═════ Teks

TEMPO.CO, Jakarta - Dewi Kanti Setia Ningsih, Komisioner Subkomisi Pemantauan Komnas Perempuan menilai putusan kedaluwarsa oleh hakim pada kasus poligami istri TNI AU menjauhkan korban dari keadilan.
"Penetapan kedaluwarsa laporan korban menjauhkan korban dari keadilan dan melanggengkan impunitas terhadap pelaku," kata Dewi saat dihubungi Tempo, Sabtu, 3 Mei 2023.
Ia berharap majelis hakim memiliki sensitivitas gender pada kasus tersebut. Lantaran hakim dianggap terlalu berpihak pada satu sisi.
"Kami berharap majelis dan atau institusi yang menangani kasus ini memiliki sensitivitas gender yang menunjukkan keberpihakan terhadap korban," ucapnya. Selain itu, Komnas perempuan akan terus memantau kasus tersebut.

══════════
═════ Data Tersimpan

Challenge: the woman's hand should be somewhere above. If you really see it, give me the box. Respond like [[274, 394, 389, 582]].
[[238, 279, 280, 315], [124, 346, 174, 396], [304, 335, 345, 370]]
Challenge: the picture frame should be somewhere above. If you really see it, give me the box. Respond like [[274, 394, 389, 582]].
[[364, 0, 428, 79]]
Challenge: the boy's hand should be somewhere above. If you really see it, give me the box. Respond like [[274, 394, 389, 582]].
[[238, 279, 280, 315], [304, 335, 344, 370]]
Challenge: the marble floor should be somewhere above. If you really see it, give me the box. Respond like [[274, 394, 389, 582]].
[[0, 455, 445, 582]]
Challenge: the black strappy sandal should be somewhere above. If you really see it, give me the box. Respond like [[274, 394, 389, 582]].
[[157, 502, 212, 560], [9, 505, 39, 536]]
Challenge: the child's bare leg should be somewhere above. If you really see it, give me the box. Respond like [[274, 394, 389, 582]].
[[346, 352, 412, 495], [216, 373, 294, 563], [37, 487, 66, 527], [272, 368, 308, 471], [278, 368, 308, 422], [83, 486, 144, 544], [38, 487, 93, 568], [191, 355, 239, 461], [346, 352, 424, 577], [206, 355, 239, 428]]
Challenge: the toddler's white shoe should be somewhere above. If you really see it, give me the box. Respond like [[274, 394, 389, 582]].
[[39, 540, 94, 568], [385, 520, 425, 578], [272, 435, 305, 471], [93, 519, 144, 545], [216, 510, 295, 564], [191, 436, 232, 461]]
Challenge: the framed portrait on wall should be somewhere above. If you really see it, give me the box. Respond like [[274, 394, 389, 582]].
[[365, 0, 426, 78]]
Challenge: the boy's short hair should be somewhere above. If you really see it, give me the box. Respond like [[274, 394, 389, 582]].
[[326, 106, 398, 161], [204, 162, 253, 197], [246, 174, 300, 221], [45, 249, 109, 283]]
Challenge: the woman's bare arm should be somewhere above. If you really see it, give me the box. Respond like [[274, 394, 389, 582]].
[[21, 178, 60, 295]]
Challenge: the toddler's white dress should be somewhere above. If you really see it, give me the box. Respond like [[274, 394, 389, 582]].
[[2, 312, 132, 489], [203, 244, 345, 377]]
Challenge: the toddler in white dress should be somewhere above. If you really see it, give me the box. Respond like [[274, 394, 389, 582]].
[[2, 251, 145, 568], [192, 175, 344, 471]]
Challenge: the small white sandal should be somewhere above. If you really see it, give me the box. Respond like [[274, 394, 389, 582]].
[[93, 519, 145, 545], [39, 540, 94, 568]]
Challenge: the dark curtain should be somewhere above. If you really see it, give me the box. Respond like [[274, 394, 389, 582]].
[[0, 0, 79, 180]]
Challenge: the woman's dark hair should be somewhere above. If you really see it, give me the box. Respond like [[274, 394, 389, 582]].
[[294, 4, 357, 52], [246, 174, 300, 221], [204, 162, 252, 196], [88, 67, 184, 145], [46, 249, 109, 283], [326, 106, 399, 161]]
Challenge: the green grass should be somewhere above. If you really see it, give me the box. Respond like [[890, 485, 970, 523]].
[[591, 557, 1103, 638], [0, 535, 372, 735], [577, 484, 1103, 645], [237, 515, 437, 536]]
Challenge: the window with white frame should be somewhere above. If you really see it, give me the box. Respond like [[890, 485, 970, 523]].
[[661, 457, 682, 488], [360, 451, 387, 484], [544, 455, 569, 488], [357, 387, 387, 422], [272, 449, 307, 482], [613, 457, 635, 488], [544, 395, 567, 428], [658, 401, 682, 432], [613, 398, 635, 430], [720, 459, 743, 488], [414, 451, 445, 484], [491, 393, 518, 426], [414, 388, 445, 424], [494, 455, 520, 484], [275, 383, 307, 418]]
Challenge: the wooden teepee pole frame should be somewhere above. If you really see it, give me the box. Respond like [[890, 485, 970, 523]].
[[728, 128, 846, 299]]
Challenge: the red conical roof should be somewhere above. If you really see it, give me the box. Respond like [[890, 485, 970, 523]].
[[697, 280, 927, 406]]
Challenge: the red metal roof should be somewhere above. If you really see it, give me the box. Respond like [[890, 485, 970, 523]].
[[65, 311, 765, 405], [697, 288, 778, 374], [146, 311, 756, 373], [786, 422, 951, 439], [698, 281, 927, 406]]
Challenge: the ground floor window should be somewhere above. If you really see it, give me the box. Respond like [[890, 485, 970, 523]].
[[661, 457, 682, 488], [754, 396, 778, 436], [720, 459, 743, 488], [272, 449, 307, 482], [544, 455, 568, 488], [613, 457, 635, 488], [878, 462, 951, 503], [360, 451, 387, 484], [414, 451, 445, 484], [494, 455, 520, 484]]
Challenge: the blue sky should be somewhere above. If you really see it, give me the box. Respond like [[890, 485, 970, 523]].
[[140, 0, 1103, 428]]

══════════

• **Petunjuk Pengerjaan**
**a)** Namai ulang "dark curtain" menjadi "window curtain" pada bagian catatan mulai dari baris yang memuat "Challenge: the small" sampai dengan baris yang memuat "[[0, 0, 79, 180]]". Tuliskan kembali bagian tersebut tanpa perubahan lain.
**b)** Lanjutkan teks berita tentang putusan kedaluwarsa dalam kasus poligami istri TNI AU dari kalimat terakhirnya.
Teks dan catatan di atas diambil dari sumber yang berlainan.

• **Jawaban Latihan**
**a)**
Challenge: the small white sandal should be somewhere above. If you really see it, give me the box. Respond like [[274, 394, 389, 582]].
[[93, 519, 145, 545], [39, 540, 94, 568]]
Challenge: the window curtain should be somewhere above. If you really see it, give me the box. Respond like [[274, 394, 389, 582]].
[[0, 0, 79, 180]]

**b)**
RS, 51 tahun ditemui Tempo, pada Sabtu, 27 Mei 2023 menceritakan pengalamannya melaporkan sang suami, MH yang memiliki pangkat Kolonel di Pusdiklat Belanegara Rumpin Bogor. Atas tindakan KDRT dan poligami itu, sang istri merasa dipersulit.
“Jadi sebenarnya ketidakadilan ya baik dari proses pengaduan pun persidangan. Mulai dari awal mengadukan tadi seperti yang saya bilang bahwa pelapor bisa jadi terlapor kemudian prosesnya dilambat-lambatkan sampai tidak diproses lebih lanjut,” kata RS kepada Tempo.
RS menikah dengan MH sejak 1999. Kemudian, pada 2006, MH menikah lagi dan RS baru mengetahui pernikahan tersebut pada 2021.
Padahal dalam aturannya, anggota TNI dilarang melakukan pernikahan ganda. PNS atau anggota TNI sesuai Surat Edaran (SE) bernomor SE/71/VII/2015 dilarang melakukan poligami.
Pada 2021, RS mengatakan saat ketahuan, sang suami langsung membuat surat cerai kepada istri barunya.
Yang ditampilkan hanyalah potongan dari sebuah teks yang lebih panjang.